** BEGIN PROVIDED DATA **

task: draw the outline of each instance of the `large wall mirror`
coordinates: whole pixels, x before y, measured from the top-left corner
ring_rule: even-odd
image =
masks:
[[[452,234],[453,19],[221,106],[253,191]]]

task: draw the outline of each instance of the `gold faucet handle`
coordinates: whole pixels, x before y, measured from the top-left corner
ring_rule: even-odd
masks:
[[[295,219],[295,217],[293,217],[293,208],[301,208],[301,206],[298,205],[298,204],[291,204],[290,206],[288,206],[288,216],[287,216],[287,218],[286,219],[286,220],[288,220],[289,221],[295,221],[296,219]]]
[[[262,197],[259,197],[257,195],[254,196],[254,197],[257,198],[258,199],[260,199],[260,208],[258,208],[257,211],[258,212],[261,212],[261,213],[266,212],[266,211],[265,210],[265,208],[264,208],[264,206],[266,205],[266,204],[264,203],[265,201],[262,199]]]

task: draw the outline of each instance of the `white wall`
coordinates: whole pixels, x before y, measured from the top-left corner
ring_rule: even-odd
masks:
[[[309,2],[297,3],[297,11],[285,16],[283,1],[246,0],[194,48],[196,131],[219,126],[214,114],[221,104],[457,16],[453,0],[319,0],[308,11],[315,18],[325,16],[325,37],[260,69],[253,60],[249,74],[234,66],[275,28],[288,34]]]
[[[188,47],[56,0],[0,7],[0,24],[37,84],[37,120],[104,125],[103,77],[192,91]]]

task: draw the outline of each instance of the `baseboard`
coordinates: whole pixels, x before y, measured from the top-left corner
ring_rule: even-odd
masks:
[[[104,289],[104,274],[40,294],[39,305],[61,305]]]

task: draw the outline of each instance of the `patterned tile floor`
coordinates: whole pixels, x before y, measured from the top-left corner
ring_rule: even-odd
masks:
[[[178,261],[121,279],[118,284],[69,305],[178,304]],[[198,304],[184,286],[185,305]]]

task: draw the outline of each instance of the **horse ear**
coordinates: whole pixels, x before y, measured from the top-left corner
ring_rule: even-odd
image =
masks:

** END PROVIDED DATA **

Could you copy all of the material above, reproducing every line character for character?

# RESPONSE TO THIS EXERCISE
task: draw the outline of each instance of the `large wall mirror`
coordinates: whole pixels, x before y, measured from the top-left corner
ring_rule: even-odd
image =
masks:
[[[452,234],[453,19],[221,106],[253,191]]]

task: draw the outline of each instance of the `gold faucet handle`
coordinates: whole pixels, x before y, measured from the top-left corner
ring_rule: even-odd
masks:
[[[295,219],[295,217],[293,217],[293,208],[301,208],[301,206],[298,205],[298,204],[291,204],[290,206],[288,206],[288,216],[287,216],[287,218],[286,219],[286,220],[288,220],[289,221],[295,221],[296,219]]]
[[[262,197],[259,197],[257,195],[254,196],[254,197],[257,198],[258,199],[260,199],[260,208],[258,208],[257,211],[258,212],[261,212],[261,213],[266,212],[266,211],[265,210],[265,208],[264,208],[264,206],[266,205],[266,204],[264,203],[265,201],[262,199]]]

task: draw the outline of each instance of the `white wall`
coordinates: whole pixels, x before y, measured from the top-left corner
ring_rule: even-odd
masks:
[[[309,2],[297,3],[297,11],[285,16],[283,1],[246,0],[194,48],[196,131],[219,126],[214,114],[221,104],[457,16],[453,0],[319,0],[308,11],[315,18],[325,16],[325,37],[260,69],[253,60],[249,74],[234,66],[275,28],[288,34]]]
[[[188,47],[56,0],[0,7],[0,24],[37,84],[37,120],[104,125],[103,77],[192,91]]]

task: draw the outline of each instance of the `baseboard`
coordinates: whole pixels, x before y, measured from the top-left corner
ring_rule: even-odd
masks:
[[[104,289],[104,274],[40,294],[39,305],[61,305]]]

task: draw the outline of each instance of the `patterned tile floor`
coordinates: whole pixels, x before y, measured from the top-left corner
ring_rule: even-odd
masks:
[[[178,261],[121,279],[118,284],[69,305],[178,304]],[[198,304],[184,286],[185,305]]]

task: draw the outline of each instance of the **horse ear**
coordinates: whole pixels, x before y, measured from the top-left corner
ring_rule: even-odd
image =
masks:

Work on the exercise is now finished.